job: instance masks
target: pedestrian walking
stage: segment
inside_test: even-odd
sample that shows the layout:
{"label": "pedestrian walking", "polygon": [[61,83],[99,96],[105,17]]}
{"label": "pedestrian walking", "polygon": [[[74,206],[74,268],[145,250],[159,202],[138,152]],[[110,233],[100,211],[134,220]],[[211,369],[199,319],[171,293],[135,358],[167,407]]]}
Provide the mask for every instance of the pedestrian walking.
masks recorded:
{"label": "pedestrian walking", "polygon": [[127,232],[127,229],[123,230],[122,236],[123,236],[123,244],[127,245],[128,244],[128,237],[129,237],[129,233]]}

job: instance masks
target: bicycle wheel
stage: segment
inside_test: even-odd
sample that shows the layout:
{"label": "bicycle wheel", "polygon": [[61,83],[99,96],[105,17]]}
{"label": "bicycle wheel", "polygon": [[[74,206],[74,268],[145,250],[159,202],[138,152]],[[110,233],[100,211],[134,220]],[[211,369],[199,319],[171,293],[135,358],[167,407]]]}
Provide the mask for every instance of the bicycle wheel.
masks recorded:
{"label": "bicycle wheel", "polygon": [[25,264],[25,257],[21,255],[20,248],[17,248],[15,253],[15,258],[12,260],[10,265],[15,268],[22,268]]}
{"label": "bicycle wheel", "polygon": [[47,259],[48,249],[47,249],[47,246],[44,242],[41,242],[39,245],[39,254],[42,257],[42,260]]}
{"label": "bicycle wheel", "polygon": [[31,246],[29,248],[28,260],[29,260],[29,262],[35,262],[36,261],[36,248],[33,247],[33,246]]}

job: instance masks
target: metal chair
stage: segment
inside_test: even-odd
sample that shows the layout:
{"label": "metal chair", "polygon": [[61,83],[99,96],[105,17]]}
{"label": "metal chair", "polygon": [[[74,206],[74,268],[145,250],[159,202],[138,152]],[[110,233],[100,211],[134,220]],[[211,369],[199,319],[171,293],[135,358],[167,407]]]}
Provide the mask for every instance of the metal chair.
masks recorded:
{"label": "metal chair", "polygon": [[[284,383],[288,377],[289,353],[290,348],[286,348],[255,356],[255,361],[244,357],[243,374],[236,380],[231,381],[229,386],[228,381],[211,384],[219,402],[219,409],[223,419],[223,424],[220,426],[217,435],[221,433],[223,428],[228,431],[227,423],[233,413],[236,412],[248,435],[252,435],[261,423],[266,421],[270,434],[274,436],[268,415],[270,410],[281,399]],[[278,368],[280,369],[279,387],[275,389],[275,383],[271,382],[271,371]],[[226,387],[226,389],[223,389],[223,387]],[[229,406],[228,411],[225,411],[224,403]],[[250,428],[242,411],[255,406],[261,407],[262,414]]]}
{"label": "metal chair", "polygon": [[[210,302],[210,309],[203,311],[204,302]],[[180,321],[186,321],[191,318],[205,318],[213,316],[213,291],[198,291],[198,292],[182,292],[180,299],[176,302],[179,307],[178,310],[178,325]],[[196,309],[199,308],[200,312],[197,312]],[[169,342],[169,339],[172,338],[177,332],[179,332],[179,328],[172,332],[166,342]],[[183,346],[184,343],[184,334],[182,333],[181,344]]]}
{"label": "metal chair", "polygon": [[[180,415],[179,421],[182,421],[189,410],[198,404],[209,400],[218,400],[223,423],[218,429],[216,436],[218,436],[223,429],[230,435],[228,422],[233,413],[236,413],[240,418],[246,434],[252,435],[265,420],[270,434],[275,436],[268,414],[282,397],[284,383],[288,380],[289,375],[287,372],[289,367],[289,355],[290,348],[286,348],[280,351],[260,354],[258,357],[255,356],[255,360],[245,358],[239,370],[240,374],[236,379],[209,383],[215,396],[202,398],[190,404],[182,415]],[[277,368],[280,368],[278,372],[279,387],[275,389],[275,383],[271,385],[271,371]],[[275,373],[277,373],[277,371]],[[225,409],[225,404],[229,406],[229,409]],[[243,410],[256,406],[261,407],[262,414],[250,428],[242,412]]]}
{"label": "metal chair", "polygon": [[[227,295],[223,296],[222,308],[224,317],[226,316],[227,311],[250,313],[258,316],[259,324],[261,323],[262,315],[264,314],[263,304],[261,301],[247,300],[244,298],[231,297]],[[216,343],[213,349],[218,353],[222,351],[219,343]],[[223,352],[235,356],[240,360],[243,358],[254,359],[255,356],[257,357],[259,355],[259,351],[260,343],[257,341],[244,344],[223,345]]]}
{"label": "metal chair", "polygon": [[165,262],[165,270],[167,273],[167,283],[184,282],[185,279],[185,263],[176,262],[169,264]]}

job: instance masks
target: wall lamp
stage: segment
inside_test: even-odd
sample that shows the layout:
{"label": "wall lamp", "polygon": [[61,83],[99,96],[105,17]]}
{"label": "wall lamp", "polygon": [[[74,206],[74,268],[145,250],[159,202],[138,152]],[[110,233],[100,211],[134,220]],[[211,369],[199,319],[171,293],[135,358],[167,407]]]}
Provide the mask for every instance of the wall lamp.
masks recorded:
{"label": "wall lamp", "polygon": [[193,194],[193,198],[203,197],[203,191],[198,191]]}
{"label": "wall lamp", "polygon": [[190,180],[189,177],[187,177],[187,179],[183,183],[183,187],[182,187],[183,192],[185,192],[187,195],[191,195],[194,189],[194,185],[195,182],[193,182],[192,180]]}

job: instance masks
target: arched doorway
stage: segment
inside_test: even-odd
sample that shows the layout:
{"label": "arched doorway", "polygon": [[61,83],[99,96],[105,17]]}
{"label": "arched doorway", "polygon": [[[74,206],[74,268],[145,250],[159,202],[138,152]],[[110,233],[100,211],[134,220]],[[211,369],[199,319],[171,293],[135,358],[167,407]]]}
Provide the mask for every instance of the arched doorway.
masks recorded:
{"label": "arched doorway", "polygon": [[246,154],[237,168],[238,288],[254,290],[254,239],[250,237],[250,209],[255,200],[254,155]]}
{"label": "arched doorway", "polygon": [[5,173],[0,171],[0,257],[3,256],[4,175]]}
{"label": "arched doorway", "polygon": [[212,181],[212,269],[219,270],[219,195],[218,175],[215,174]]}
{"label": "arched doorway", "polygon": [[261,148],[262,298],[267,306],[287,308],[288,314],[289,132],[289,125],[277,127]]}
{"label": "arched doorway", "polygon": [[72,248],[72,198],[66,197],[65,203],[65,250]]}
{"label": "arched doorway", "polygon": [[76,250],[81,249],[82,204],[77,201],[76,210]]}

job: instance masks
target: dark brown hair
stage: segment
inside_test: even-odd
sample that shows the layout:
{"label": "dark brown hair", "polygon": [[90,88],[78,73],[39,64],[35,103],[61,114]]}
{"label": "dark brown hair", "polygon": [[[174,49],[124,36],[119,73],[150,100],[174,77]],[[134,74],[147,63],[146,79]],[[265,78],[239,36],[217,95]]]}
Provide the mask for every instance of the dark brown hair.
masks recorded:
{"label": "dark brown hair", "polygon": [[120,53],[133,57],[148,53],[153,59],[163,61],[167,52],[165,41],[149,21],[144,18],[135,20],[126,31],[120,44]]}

-----

Task details
Give back all the records exactly as they stand.

Full answer
job: instance masks
target: pedestrian walking
stage: segment
inside_test: even-odd
sample that shows the layout:
{"label": "pedestrian walking", "polygon": [[61,83],[99,96],[105,17]]}
{"label": "pedestrian walking", "polygon": [[[74,206],[74,268],[145,250],[159,202],[138,152]],[[110,233],[100,211],[134,220]],[[211,369],[199,319],[171,293],[135,358],[167,407]]]}
Provide the mask for every instance of the pedestrian walking.
masks recorded:
{"label": "pedestrian walking", "polygon": [[127,232],[127,229],[123,230],[122,236],[123,236],[123,244],[127,245],[128,244],[128,237],[129,237],[129,233]]}

job: instance masks
target: bicycle wheel
stage: segment
inside_test: even-odd
sample that shows the layout:
{"label": "bicycle wheel", "polygon": [[61,83],[99,96],[105,17]]}
{"label": "bicycle wheel", "polygon": [[[74,206],[74,268],[145,250],[159,202],[138,152]],[[110,233],[100,211],[134,220]],[[211,369],[199,319],[171,293],[135,358],[167,407]]]}
Provide the mask for every instance of the bicycle wheel.
masks recorded:
{"label": "bicycle wheel", "polygon": [[25,264],[25,257],[21,255],[20,248],[17,248],[15,253],[15,258],[12,260],[10,265],[15,268],[22,268]]}
{"label": "bicycle wheel", "polygon": [[47,259],[48,249],[47,249],[47,246],[44,242],[41,242],[39,245],[39,254],[42,257],[42,260]]}
{"label": "bicycle wheel", "polygon": [[31,246],[29,248],[28,260],[29,260],[29,262],[35,262],[36,261],[36,248],[33,247],[33,246]]}

job: instance masks
target: metal chair
stage: segment
inside_test: even-odd
sample that shows the layout:
{"label": "metal chair", "polygon": [[61,83],[99,96],[105,17]]}
{"label": "metal chair", "polygon": [[[74,206],[74,268],[145,250],[159,202],[138,152]],[[110,233],[100,211],[134,220]],[[211,369],[199,319],[171,293],[135,358],[167,407]]]}
Provide the mask for every instance of the metal chair.
masks recorded:
{"label": "metal chair", "polygon": [[[284,383],[288,377],[289,353],[290,348],[286,348],[255,356],[255,361],[244,357],[243,374],[236,380],[231,381],[229,386],[228,381],[211,384],[219,402],[219,409],[223,419],[223,424],[220,426],[217,435],[221,433],[223,428],[228,431],[227,423],[233,413],[236,412],[248,435],[252,435],[261,423],[266,421],[270,434],[274,436],[268,415],[270,410],[281,399]],[[278,368],[280,369],[279,387],[275,389],[275,383],[271,382],[271,371]],[[226,387],[226,389],[223,389],[223,387]],[[229,406],[228,411],[225,411],[224,403]],[[250,428],[242,411],[255,406],[261,407],[262,414]]]}
{"label": "metal chair", "polygon": [[[210,302],[210,309],[203,311],[204,302]],[[180,321],[186,321],[191,318],[205,318],[213,316],[213,291],[198,291],[198,292],[182,292],[180,299],[176,302],[179,307],[178,310],[178,325]],[[196,309],[199,308],[200,312],[197,312]],[[169,342],[169,339],[172,338],[177,332],[179,332],[179,328],[172,332],[166,342]],[[183,346],[184,343],[184,334],[182,333],[181,344]]]}
{"label": "metal chair", "polygon": [[[180,415],[179,421],[182,421],[189,410],[198,404],[209,400],[218,400],[223,423],[218,429],[216,436],[218,436],[223,429],[230,435],[228,422],[233,413],[236,413],[240,418],[246,434],[252,435],[265,420],[270,434],[275,436],[268,414],[282,397],[284,383],[288,380],[289,375],[287,372],[289,367],[289,355],[290,348],[286,348],[280,351],[260,354],[258,357],[255,356],[255,360],[245,358],[239,370],[240,374],[236,379],[209,383],[215,396],[202,398],[190,404],[182,415]],[[277,368],[280,368],[278,372],[279,387],[275,389],[275,383],[271,385],[271,371]],[[275,373],[277,373],[277,371]],[[225,409],[225,404],[229,406],[229,409]],[[243,410],[256,406],[261,407],[262,414],[250,428],[242,412]]]}
{"label": "metal chair", "polygon": [[[227,295],[223,296],[222,308],[224,317],[226,316],[227,311],[250,313],[258,316],[259,324],[261,323],[262,315],[264,314],[263,304],[261,301],[247,300],[244,298],[231,297]],[[216,343],[213,349],[218,353],[222,351],[219,343]],[[223,352],[235,356],[240,360],[243,358],[254,359],[255,356],[257,357],[259,355],[259,351],[260,343],[257,341],[244,344],[223,345]]]}
{"label": "metal chair", "polygon": [[165,262],[165,270],[167,273],[167,283],[184,282],[185,279],[185,263],[176,262],[169,264]]}

job: instance masks
target: wall lamp
stage: segment
inside_test: even-odd
sample that shows the layout:
{"label": "wall lamp", "polygon": [[61,83],[99,96],[105,17]]}
{"label": "wall lamp", "polygon": [[[74,206],[74,268],[145,250],[159,202],[138,152]],[[110,233],[100,211],[134,220]],[[211,369],[199,319],[171,293],[135,358],[167,407]]]}
Provide the mask for every instance of the wall lamp.
masks recorded:
{"label": "wall lamp", "polygon": [[193,194],[193,198],[203,197],[203,191],[198,191]]}
{"label": "wall lamp", "polygon": [[190,180],[189,177],[187,177],[187,179],[183,183],[183,187],[182,187],[183,192],[185,192],[187,195],[191,195],[194,189],[194,185],[195,182],[193,182],[192,180]]}

job: instance masks
target: arched doorway
stage: segment
inside_test: even-odd
sample that shows the layout:
{"label": "arched doorway", "polygon": [[61,83],[99,96],[105,17]]}
{"label": "arched doorway", "polygon": [[[74,206],[74,268],[145,250],[159,202],[138,152]],[[110,233],[100,211],[134,220]],[[211,369],[199,319],[171,293],[135,358],[167,407]]]}
Provide the mask for every instance of the arched doorway.
masks recorded:
{"label": "arched doorway", "polygon": [[246,154],[237,168],[238,288],[254,290],[254,239],[250,237],[250,209],[255,200],[254,155]]}
{"label": "arched doorway", "polygon": [[5,173],[0,171],[0,257],[3,256],[4,175]]}
{"label": "arched doorway", "polygon": [[212,181],[212,269],[219,270],[219,195],[218,175],[215,174]]}
{"label": "arched doorway", "polygon": [[261,148],[262,298],[267,306],[287,308],[288,314],[289,132],[289,125],[277,127]]}
{"label": "arched doorway", "polygon": [[72,248],[72,198],[66,197],[65,203],[65,250]]}
{"label": "arched doorway", "polygon": [[76,250],[81,249],[82,204],[77,201],[76,210]]}

job: instance masks
target: dark brown hair
stage: segment
inside_test: even-odd
sample that shows the layout:
{"label": "dark brown hair", "polygon": [[90,88],[78,73],[39,64],[35,103],[61,114]]}
{"label": "dark brown hair", "polygon": [[[174,49],[124,36],[119,73],[150,100],[174,77]],[[134,74],[147,63],[146,79]],[[265,78],[239,36],[217,95]]]}
Provide the mask for every instance of the dark brown hair.
masks recorded:
{"label": "dark brown hair", "polygon": [[120,53],[133,57],[148,53],[153,59],[163,61],[167,52],[165,41],[149,21],[144,18],[135,20],[126,31],[120,44]]}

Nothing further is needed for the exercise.